Task 1:
Answer these questions from the text on chapter books for boys:
(a) Which book did the son take upstairs to read and then pack in his backpack for school?
(b) The son rejects all books by which author?
(c) Why is Middle School The Worst Years of My Life ruled out for him?

— Begin Document text —

My mom friend Julie’s son just finished the chapter book series Diary of a Wimpy Kid series and then panic set in for her and sadness for her son. He loved Diary of a Wimpy Kid which I think is one of the best early chapter books for kids to get them excited about reading, but alas, a new one needs to come out or reading will be a nightly struggle. She is a teacher herself and feels that children and reading can be a struggle in the early elementary school years. We put our heads together for reading strategies to make reading for kids more fun, especially for her son!
I had posted on Spawn of Diary of a Wimpy Kid so I brought in a selection of chapter books to yoga (we do yoga together) and gave her a brief synopsis of each one. Only a few were going to fly, but hey!, that’s ok! It’s really interesting that her son rejects all Dan Gutman books including baseball chapter books because he’s a really sporty kid. You name it, he plays it and plays it well. But the crux is: not funny. He needs funny! Funny makes him want to read more. I think these reading strategies will work. He just needs more chapter books for boys like Dairy of a Wimpy Kid.
Wish us luck!
The next day, I saw my Mom Friend Julie at Zumba (we do that together too), and she was thrilled that he picked up one book, Tales of a Sixth Grade Muppet by Kirk Scroggs, brought it upstairs to read, and then packed it in his backpack for school! SCORE! Sadly, though, this is a stand-alone chapter book targeted at boys. Perhaps it will become a chapter book series but there is just one book out so far. (A note to Kirk Scroggs: please write more chapter books for boys as fast as possible!! Hey, just passing on what boys are telling me!)
No problem! Armed with the knowledge of what he likes and dislikes, I am right back at it and here’s my new list. (I’ll keep you posted next week after yoga and Zumba to see if these books fly!). So, a few things to think about:
- Format: he likes graphic novel or hybrid graphic novel. He MUST have cartoon illustrations to break up text.
- Humor: he must be laughing like crazy.
- Series: are a plus; once engaged, he’ll work his way through every last book.
- Age Appropriate: Though James Patterson, Middle School The Worst Years of My Life fits the bill, the content is too heavy for 3rd grade.
- Diversity: he’s ok with an Asian American boy character though he’s not Asian
- The key is funny!

— End Document text —
— Begin Input records —

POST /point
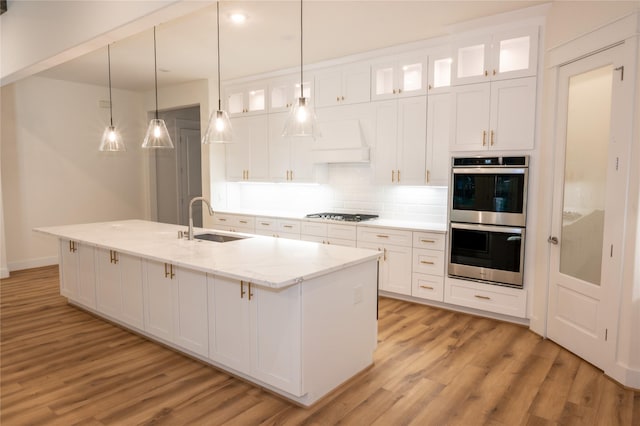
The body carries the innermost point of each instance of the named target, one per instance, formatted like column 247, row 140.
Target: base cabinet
column 256, row 331
column 119, row 286
column 176, row 306
column 77, row 273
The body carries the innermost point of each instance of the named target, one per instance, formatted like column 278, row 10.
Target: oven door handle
column 487, row 228
column 493, row 170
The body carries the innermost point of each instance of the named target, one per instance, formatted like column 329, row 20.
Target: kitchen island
column 294, row 317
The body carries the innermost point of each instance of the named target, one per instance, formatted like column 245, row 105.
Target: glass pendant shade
column 111, row 140
column 157, row 135
column 301, row 120
column 219, row 129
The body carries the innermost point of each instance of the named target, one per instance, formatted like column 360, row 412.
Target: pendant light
column 302, row 118
column 111, row 140
column 157, row 135
column 219, row 129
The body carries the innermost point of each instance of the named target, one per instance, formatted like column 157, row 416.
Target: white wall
column 52, row 171
column 39, row 34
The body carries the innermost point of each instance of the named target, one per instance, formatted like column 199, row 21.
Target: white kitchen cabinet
column 401, row 138
column 438, row 131
column 176, row 307
column 439, row 74
column 119, row 287
column 246, row 99
column 347, row 84
column 77, row 276
column 502, row 55
column 234, row 222
column 494, row 116
column 290, row 158
column 284, row 91
column 278, row 227
column 399, row 76
column 329, row 233
column 247, row 157
column 395, row 263
column 256, row 331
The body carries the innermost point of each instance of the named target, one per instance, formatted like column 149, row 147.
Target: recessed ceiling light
column 238, row 18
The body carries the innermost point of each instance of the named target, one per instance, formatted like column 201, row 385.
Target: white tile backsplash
column 349, row 189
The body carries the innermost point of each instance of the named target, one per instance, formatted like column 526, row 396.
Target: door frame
column 624, row 29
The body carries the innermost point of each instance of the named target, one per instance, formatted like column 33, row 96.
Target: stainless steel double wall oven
column 488, row 212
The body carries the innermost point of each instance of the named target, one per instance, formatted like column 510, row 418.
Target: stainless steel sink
column 218, row 238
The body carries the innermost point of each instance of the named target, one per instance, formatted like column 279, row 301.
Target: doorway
column 589, row 194
column 178, row 173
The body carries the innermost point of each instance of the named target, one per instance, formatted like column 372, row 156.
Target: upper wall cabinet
column 507, row 54
column 245, row 99
column 348, row 84
column 439, row 74
column 399, row 76
column 284, row 91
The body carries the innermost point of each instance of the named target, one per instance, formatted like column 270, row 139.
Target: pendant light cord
column 110, row 101
column 155, row 64
column 301, row 57
column 218, row 39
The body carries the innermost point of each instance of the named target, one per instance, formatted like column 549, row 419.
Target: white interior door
column 586, row 240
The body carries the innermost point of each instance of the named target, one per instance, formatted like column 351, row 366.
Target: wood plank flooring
column 62, row 366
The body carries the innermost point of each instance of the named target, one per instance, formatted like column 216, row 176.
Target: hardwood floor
column 60, row 365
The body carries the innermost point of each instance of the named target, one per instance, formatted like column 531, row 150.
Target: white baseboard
column 33, row 263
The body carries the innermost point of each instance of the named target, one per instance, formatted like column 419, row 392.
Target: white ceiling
column 270, row 38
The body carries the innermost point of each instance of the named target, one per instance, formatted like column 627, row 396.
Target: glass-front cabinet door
column 508, row 54
column 283, row 92
column 400, row 76
column 246, row 99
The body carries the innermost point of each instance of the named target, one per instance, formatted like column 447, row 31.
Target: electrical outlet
column 357, row 295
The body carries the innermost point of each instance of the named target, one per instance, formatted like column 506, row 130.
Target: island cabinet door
column 190, row 311
column 158, row 299
column 275, row 324
column 229, row 323
column 68, row 269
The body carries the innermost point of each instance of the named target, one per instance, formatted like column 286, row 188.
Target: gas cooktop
column 345, row 217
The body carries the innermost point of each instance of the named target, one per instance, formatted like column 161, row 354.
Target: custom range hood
column 346, row 136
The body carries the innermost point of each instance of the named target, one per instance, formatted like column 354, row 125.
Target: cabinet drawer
column 385, row 236
column 343, row 232
column 502, row 300
column 289, row 226
column 427, row 287
column 313, row 228
column 428, row 261
column 266, row 224
column 429, row 240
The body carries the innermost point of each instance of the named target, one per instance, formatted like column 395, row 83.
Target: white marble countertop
column 266, row 261
column 383, row 223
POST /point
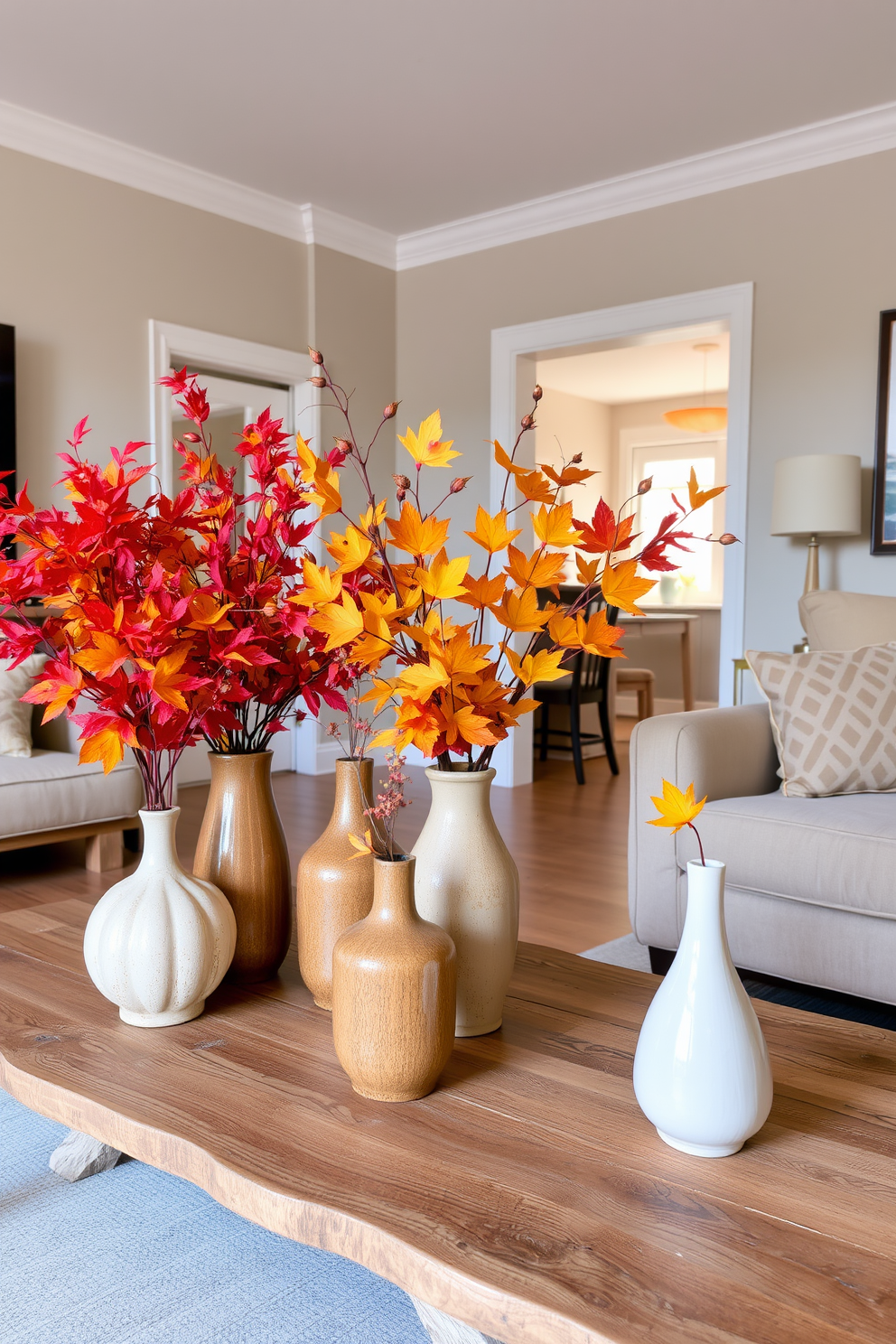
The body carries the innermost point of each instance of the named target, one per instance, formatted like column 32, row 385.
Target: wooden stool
column 639, row 680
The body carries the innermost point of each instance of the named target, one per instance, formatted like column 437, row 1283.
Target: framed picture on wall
column 882, row 527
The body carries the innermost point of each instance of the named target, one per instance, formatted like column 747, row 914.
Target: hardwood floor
column 568, row 843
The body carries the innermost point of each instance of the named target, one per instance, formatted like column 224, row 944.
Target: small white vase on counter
column 702, row 1071
column 160, row 941
column 466, row 882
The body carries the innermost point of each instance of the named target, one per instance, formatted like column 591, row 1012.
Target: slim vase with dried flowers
column 335, row 886
column 394, row 975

— End Input records —

Task 2: Convert the rows into a JSON list of strings, one string per line and with blank lines left out, starting with the line containing "33, row 96." and going on through the line containing "column 218, row 238".

Solution 1:
(a) Tales of a Sixth Grade Muppet by Kirk Scroggs
(b) Dan Gutman
(c) Its content is too heavy for 3rd grade.

Solution 2:
[
  "The body carries the innermost point of each instance of the named target, one per instance, formatted like column 33, row 96.",
  "Target: stainless steel double wall oven",
  "column 488, row 212",
  "The body carries the innermost point of each instance of the named target, one per instance, formatted like column 510, row 418.",
  "Target: stainless steel sink",
  "column 218, row 238"
]